## WORK INSTRUCTIONS
Put the lines of the listing below as a Markdown table with the columns Row and Line, skipping any blank lines. Begin at the line that contains "Each instance of the **boat" and stop after the line that contains "[[126, 70], [126, 57], [91, 57], [91, 70]]".

## DATA PROVIDED

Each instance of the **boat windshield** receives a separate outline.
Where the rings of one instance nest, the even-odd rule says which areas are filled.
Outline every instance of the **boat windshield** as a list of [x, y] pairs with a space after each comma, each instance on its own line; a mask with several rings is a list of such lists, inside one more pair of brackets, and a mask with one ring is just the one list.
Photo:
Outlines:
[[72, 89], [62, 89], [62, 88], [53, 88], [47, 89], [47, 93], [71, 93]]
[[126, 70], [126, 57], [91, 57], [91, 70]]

--

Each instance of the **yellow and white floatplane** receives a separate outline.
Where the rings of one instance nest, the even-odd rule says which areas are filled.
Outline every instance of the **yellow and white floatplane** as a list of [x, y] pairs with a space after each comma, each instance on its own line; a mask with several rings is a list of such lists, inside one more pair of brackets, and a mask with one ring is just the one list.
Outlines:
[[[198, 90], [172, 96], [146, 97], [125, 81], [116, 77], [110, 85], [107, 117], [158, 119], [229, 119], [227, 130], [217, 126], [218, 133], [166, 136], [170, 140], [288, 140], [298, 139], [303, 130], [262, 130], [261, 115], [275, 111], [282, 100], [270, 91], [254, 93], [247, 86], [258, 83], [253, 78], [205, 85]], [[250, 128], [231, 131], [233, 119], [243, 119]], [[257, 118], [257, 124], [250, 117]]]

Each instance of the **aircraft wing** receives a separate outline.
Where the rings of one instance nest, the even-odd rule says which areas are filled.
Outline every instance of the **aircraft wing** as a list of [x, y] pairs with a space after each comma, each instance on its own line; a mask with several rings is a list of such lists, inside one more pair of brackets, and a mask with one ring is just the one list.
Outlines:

...

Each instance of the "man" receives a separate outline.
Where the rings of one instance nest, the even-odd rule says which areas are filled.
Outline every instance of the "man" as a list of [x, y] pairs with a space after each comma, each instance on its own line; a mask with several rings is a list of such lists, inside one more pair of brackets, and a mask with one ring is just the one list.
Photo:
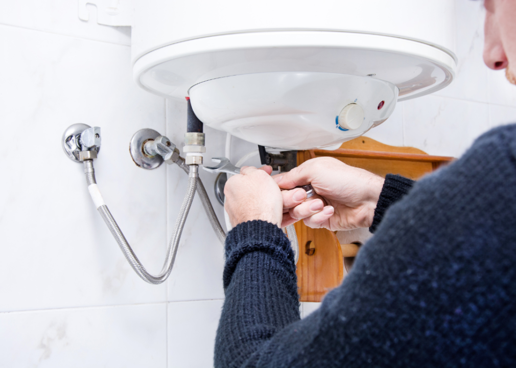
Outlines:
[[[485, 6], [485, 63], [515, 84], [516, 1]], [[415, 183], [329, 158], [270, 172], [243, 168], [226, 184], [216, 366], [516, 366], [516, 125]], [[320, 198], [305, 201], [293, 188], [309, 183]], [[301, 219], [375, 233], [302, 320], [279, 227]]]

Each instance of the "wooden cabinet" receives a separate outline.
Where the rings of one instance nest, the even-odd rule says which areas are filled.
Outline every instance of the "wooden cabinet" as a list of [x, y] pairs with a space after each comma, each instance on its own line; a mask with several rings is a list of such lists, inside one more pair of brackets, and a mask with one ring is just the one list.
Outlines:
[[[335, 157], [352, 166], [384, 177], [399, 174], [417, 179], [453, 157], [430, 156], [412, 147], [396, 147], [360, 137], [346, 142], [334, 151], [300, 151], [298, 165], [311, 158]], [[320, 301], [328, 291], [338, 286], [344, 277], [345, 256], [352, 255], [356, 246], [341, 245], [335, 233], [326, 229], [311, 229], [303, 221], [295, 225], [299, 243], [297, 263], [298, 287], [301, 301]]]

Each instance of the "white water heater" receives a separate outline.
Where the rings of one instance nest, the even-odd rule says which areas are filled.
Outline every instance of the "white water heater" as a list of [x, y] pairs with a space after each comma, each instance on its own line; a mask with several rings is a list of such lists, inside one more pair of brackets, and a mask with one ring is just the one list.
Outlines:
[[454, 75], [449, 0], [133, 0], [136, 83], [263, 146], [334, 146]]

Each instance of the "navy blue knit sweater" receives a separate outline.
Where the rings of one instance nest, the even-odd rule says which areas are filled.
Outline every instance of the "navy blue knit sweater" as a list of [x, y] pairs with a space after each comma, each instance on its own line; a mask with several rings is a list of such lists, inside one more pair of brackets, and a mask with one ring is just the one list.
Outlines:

## EXERCISE SOLUTION
| Row | Line |
|---|---|
| 1 | Each instance of the **boat windshield** receives a separate outline. |
| 2 | Where the rings of one instance nest, the even-odd rule says which areas are filled. |
| 3 | Outline every instance of the **boat windshield** as a list of [x, y] pairs with a space after each comma, each instance on its own line; a mask with several rings is a list of such lists, inside one more pair of brackets, and a mask with one ring is just the one list. |
| 4 | Photo: |
| 5 | Outlines: |
| 6 | [[72, 89], [62, 89], [62, 88], [53, 88], [47, 89], [47, 93], [71, 93]] |
| 7 | [[126, 70], [126, 57], [91, 57], [91, 70]] |